• Data for the task
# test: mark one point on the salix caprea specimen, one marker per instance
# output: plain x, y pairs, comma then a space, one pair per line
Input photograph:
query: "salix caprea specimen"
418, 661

• Exercise brief
Convert the records into a two-column CSV with the header columns "prompt" and "reply". Give one row per record, place its text and its answer each in a single quoted field, and replace every line break with a space.

• Result of this task
prompt,reply
"# test: mark one point on the salix caprea specimen, one marker per instance # output: plain x, y pairs, comma then a space, one pair per line Input photograph: query: ""salix caprea specimen""","418, 661"